**TASK DETAILS:**
Which lines below contain the string "text"? List each one in full, treating uppercase and lowercase letters as different.

**RECORDS SUPPLIED:**
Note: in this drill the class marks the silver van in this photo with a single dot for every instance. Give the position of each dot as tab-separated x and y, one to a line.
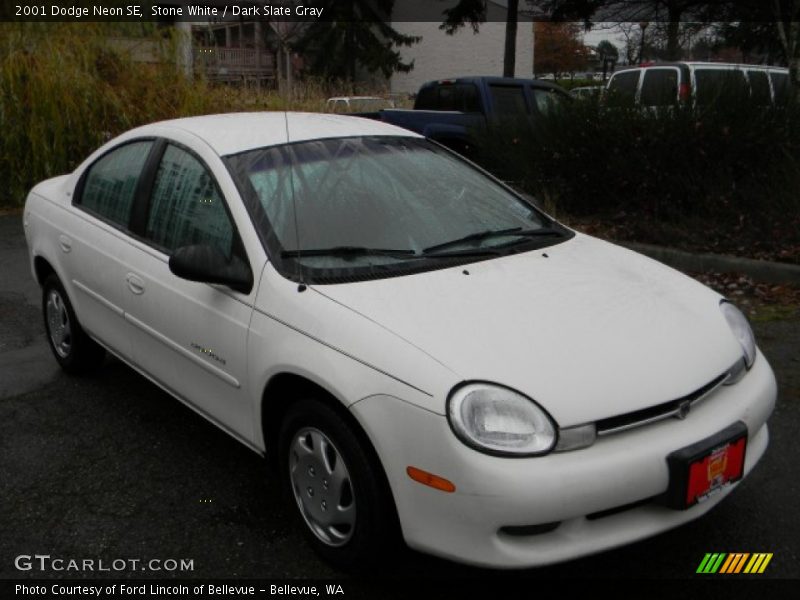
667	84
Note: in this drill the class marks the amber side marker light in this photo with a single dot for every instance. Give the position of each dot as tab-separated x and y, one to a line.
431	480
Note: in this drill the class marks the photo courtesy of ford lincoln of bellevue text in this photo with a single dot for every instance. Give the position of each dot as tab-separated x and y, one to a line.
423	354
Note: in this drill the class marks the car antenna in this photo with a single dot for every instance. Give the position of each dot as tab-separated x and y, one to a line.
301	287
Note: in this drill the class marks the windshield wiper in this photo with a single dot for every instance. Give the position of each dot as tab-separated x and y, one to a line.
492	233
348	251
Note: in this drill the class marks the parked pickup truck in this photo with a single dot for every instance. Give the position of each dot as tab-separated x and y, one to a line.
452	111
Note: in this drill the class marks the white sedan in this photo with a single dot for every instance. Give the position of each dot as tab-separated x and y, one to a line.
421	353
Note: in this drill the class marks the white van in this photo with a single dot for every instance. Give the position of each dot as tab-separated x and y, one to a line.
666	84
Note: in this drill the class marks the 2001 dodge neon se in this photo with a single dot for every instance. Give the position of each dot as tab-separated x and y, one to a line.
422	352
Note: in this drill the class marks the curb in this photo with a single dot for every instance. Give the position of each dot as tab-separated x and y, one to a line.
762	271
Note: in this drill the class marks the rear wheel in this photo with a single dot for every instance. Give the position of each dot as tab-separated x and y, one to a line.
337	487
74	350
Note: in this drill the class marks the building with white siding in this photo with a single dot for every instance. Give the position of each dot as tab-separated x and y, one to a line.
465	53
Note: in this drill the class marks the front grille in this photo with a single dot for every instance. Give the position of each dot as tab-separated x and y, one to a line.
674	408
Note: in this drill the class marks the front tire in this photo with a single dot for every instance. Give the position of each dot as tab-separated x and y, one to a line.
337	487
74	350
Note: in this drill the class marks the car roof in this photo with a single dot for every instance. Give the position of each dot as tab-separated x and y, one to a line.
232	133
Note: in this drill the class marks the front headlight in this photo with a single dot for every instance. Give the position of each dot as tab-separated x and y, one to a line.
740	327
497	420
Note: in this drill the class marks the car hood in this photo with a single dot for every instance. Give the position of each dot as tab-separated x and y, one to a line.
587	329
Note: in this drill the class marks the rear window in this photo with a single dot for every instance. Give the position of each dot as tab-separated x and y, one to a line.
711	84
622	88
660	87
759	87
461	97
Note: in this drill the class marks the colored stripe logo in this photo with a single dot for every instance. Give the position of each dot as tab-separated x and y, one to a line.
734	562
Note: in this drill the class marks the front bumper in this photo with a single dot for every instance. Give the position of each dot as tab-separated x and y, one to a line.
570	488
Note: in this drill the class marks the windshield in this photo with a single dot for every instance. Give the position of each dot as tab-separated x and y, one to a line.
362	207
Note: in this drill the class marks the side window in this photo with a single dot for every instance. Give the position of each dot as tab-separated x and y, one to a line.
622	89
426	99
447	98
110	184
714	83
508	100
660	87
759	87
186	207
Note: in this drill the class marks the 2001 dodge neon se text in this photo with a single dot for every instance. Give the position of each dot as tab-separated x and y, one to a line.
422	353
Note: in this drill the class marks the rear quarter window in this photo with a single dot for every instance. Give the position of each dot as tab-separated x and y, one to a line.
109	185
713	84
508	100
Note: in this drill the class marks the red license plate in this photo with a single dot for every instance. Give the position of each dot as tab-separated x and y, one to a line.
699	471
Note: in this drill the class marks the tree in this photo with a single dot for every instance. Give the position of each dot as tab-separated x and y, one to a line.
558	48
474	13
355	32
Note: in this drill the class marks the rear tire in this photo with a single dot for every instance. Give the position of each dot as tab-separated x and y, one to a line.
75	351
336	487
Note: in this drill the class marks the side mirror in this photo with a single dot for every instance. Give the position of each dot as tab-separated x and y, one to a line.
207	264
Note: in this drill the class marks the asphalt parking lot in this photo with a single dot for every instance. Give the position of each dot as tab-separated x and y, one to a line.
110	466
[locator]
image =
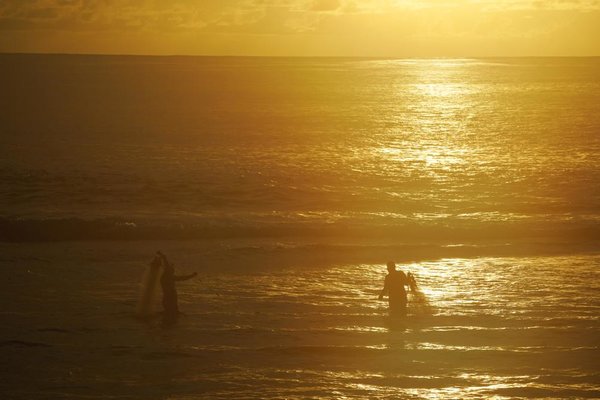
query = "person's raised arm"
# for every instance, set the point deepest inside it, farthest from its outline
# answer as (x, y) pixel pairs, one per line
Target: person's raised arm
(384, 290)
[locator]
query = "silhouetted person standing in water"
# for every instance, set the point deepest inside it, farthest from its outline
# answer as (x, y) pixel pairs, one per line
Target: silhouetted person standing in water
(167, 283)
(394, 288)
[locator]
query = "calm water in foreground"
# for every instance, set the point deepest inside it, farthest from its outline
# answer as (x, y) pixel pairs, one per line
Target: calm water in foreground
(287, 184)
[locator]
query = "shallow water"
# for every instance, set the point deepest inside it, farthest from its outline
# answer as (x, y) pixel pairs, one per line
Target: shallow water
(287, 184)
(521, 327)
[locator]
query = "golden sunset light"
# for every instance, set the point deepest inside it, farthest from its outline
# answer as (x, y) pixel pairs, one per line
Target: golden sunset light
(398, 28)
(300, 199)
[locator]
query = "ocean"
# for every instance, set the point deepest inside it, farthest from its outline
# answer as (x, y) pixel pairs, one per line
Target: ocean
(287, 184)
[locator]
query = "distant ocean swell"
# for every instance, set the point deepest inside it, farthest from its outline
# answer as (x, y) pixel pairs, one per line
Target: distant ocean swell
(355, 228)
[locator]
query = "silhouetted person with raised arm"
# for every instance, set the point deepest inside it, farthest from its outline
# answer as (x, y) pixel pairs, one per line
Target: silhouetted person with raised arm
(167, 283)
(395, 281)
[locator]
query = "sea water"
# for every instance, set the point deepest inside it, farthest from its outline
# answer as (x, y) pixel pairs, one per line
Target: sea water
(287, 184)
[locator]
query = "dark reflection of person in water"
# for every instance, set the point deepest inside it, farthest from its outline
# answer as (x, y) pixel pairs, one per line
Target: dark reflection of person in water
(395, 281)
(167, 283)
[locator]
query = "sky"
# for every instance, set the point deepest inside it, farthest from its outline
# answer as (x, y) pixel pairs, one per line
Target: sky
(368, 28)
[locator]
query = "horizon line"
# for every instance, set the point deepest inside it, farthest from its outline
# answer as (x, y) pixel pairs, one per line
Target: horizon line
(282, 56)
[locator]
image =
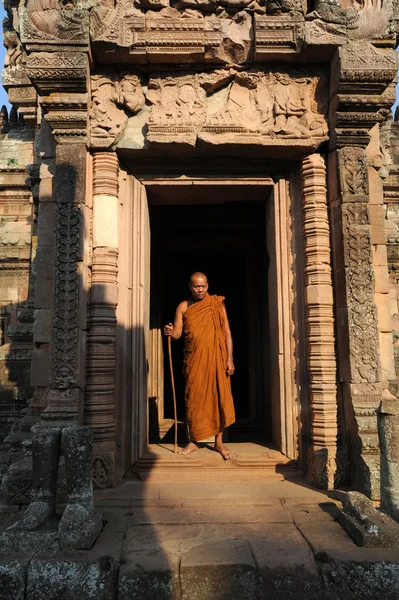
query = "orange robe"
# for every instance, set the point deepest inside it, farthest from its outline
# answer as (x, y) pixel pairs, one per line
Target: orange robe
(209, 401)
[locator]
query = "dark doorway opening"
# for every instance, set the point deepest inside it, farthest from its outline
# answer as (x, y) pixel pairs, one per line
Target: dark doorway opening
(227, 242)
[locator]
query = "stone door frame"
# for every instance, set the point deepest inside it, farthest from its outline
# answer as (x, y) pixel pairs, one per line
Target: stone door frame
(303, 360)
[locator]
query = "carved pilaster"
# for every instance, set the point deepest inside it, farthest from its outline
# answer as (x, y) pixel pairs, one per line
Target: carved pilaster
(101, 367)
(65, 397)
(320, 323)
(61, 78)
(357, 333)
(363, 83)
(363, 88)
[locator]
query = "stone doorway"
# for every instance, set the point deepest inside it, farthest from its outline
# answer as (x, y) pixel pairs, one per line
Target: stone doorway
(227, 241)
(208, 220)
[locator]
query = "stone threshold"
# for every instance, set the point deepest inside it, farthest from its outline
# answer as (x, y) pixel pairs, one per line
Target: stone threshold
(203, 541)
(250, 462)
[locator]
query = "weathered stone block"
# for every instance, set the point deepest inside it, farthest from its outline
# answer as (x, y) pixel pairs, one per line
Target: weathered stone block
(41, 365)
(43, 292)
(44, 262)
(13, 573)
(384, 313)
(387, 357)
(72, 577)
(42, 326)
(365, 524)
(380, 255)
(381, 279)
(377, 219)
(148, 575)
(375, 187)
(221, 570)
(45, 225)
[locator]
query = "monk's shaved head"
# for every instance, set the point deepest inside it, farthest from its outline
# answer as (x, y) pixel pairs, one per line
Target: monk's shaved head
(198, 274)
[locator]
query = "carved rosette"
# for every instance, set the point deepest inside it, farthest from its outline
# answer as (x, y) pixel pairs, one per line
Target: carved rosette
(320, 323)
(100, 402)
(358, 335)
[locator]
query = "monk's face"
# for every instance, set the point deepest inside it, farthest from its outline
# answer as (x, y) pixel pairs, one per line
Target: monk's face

**COMPLETE RESPONSE:**
Note: in this drill the class marks the photo courtesy of ford lincoln of bellevue text in this photo with a single dot for every instance. Give the position of each dot as tab-separated x and y, one to a line.
Note: in this drill the class marks the 2001 dodge neon se text in this photo with a single dot for every instance. Give the position of each dot as tab-separated x and y, one to a line.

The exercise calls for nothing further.